TASK OBJECTIVE. Copy out the listing from the line containing "Where can you see the diver's arm" up to and including its last line, shifting every point coordinate by adding 30 to each number and leaving all other text unchanged.

EXTRACTED DATA.
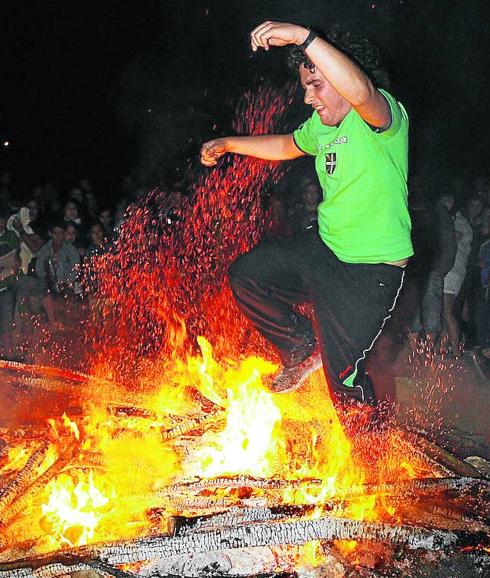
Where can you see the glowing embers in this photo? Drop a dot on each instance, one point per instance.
(75, 508)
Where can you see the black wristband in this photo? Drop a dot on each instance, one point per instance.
(308, 40)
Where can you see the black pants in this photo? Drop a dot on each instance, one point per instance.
(351, 304)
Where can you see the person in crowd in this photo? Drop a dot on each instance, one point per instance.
(9, 262)
(352, 266)
(72, 237)
(71, 213)
(453, 281)
(53, 203)
(72, 216)
(57, 266)
(468, 295)
(483, 300)
(98, 241)
(435, 243)
(26, 224)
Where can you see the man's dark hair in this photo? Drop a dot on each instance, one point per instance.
(57, 223)
(355, 46)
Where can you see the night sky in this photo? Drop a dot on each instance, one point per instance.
(104, 88)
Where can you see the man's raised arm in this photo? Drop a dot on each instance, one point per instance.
(280, 147)
(340, 71)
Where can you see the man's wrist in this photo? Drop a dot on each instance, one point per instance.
(308, 40)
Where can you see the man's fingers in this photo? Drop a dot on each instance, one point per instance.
(258, 38)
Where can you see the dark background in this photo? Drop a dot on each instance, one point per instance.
(103, 88)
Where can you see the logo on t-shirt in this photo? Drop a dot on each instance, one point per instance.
(330, 162)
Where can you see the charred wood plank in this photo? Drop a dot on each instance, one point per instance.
(240, 482)
(182, 526)
(22, 480)
(20, 502)
(188, 425)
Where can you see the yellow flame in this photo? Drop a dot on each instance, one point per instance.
(74, 509)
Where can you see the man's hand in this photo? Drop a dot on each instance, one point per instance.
(277, 34)
(212, 151)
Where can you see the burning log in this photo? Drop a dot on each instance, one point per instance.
(420, 486)
(267, 533)
(32, 490)
(191, 424)
(182, 526)
(439, 458)
(23, 478)
(241, 482)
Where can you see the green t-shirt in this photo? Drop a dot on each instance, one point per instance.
(364, 216)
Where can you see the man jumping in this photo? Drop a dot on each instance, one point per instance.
(351, 267)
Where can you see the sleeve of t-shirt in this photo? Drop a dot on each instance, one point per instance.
(305, 139)
(399, 117)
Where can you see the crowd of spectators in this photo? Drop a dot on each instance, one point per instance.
(46, 236)
(445, 302)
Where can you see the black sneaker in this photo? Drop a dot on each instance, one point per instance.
(290, 378)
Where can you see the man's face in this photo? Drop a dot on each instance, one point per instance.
(71, 211)
(319, 94)
(70, 235)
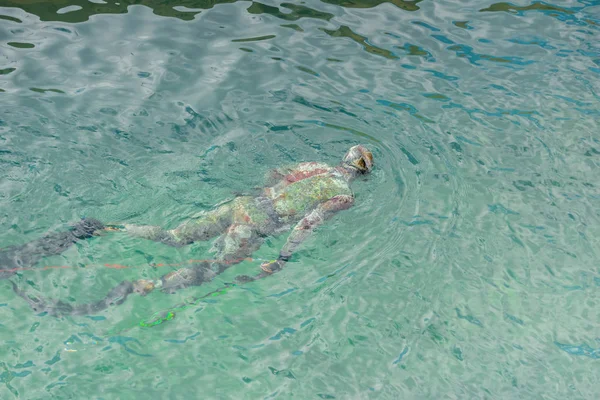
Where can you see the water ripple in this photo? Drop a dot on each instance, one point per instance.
(466, 269)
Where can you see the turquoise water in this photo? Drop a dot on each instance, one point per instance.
(467, 269)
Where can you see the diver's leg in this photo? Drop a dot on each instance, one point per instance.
(234, 246)
(205, 227)
(14, 258)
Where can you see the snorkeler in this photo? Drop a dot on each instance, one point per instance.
(303, 196)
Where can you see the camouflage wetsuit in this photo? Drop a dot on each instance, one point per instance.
(304, 195)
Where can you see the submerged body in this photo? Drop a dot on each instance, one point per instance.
(302, 197)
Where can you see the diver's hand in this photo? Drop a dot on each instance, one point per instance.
(273, 266)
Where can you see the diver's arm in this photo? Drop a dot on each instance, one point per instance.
(305, 228)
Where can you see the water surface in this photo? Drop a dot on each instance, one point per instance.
(467, 269)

ANSWER TO THE EXERCISE.
Where can you see the diver's arm in this photo? Drop a dot on each instance, one point per instance.
(335, 258)
Where can you see the water surface in this photo? Drop a dot on each instance, one point per instance.
(497, 299)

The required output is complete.